--- Start RECORDS PROVIDED ---

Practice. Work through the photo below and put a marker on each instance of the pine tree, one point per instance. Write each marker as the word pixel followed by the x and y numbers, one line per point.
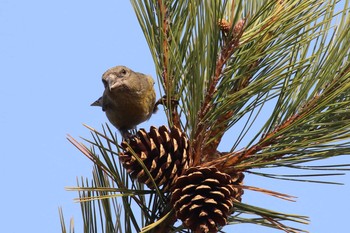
pixel 220 63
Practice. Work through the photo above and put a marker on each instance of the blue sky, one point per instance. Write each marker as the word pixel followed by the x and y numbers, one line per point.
pixel 52 56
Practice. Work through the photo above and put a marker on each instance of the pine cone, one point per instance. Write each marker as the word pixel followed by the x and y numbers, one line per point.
pixel 164 153
pixel 203 198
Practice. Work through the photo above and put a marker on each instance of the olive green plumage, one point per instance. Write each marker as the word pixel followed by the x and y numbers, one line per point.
pixel 128 99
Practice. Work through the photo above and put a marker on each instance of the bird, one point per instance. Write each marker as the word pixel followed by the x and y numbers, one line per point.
pixel 128 98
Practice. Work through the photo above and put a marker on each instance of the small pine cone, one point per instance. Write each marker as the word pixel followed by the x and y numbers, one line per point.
pixel 237 29
pixel 204 197
pixel 224 25
pixel 164 153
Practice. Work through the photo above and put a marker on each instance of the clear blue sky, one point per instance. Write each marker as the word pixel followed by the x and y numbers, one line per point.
pixel 52 55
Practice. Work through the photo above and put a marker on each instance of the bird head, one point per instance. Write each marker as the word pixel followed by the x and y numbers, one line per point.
pixel 115 77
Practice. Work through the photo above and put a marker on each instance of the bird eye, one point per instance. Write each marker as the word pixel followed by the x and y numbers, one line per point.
pixel 105 84
pixel 122 73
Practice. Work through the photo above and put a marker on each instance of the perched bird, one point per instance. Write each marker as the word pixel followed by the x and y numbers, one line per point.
pixel 128 99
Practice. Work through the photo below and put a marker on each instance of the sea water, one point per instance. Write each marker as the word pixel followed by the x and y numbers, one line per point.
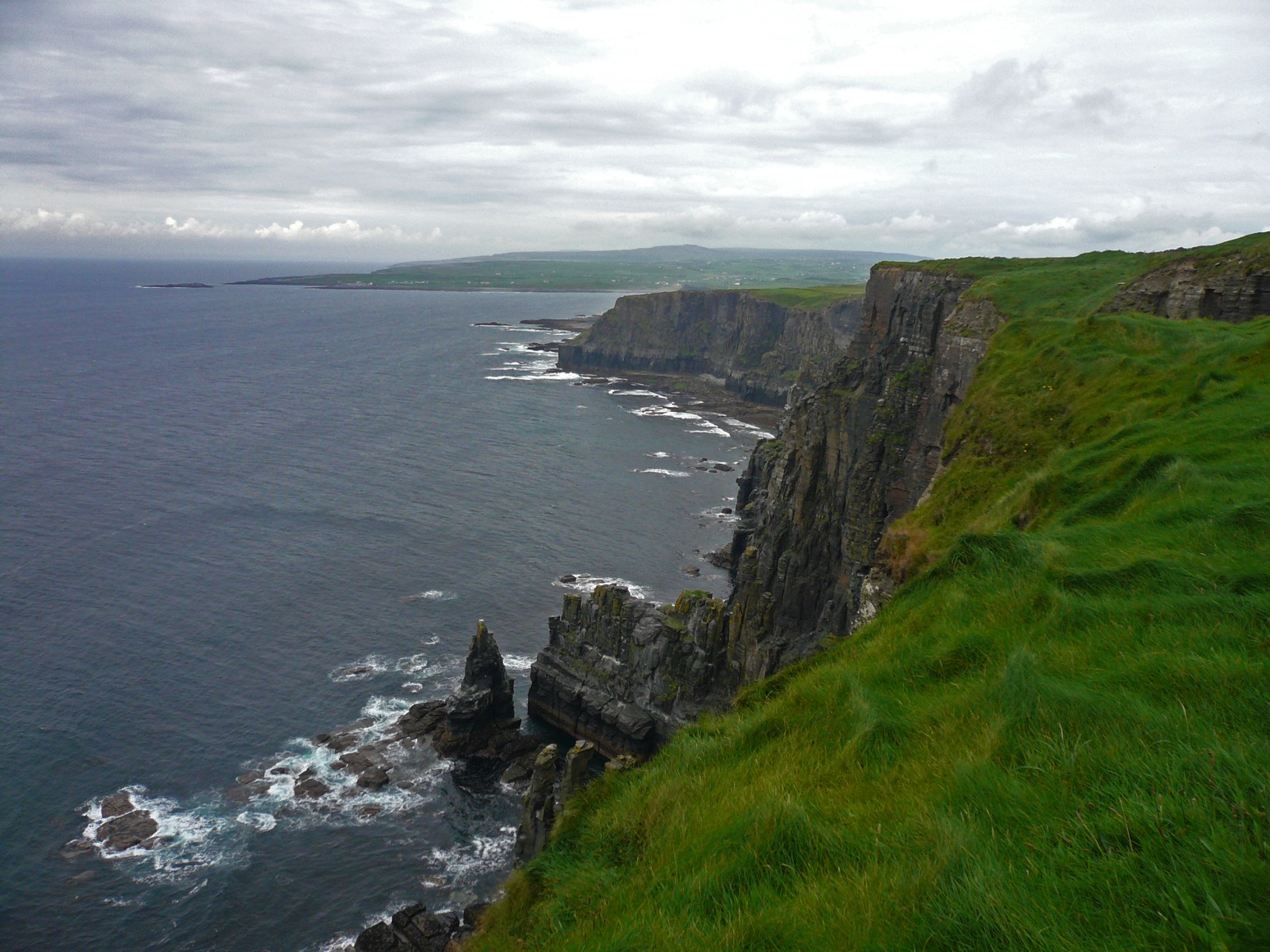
pixel 232 518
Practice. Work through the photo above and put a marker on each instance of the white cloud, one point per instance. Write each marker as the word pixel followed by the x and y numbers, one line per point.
pixel 490 125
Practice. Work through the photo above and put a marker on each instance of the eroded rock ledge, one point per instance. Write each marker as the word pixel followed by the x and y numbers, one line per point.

--- End RECORDS PROVIDED ---

» STATED TASK:
In the copy, include all records verbatim but no images.

» TASK RESPONSE:
Practice. Work through the photo below and put a marker on each instance of the pine tree, one point per instance. Write each marker as the word pixel followed by the x and y numbers, one line per point.
pixel 220 63
Practice. Work through the photo above and put a marker on each instance of the blue sky, one point per instance. Write each marker as the word pixel followed by the x and y numbers, one line per point.
pixel 52 56
Practice. Work through the photo above and put a marker on each instance of the pine cone, one point per instance. Write each marker as the word pixel followed by the x and y numbers, one line per point.
pixel 164 153
pixel 203 198
Practice. Work through the photo above and put a marker on each instance of the olive green plumage, one point per instance. Write each marker as the word pixel followed by the x and y numbers, one line per point.
pixel 128 99
Practice. Work through the photo above and put a marker on each instance of the bird, one point per instance. Write each marker as the word pixel followed by the x and y numbers, one line per point.
pixel 128 98
Practice. Work through the photo above and put a marker on each instance of the small pine cone, one point per instance. Write each marker as the word pixel followed by the x and y numbers, one line per point.
pixel 237 29
pixel 204 197
pixel 224 25
pixel 164 153
Practice. Work through the photo above and put a marker on each instance of the clear blue sky, one point per instance. Write each marker as the word pixel followed by the x and y numbers, one line per point.
pixel 52 55
Practice. Work through the photo above and put a marker on each instance of the bird head, one point per instance. Write each marker as the word pixel followed by the x and y numbers, one line per point.
pixel 115 77
Practice. Work through the photo above and put a marker on each instance of the bird eye, one point per instance. Write each marker as the word pixel followed by the x and y numbers, one line per point.
pixel 105 84
pixel 122 73
Practice. Work through the photo above and put a marker on each instance of the perched bird, one point per instance. Write each marker as the word pixel followed by the x and y numbers, one line per point.
pixel 128 99
Practice. Work through the photo below and put a marker on each instance of the sea water, one point per instance. Write each marker as the word pixel followed by the x and y numbers, one line per point.
pixel 232 518
Practice. Work through the photo above and put a marker on each instance of the white cloud, one point per instance. Write each marker as the word pixel followed by the x and y numbers, one line per point.
pixel 490 125
Practice. Work through the photo above and put a marker on each instance of the eroded rock ledge, one point per instance. Write each marker as the word pixel followed by the x and y numbers, one line per point.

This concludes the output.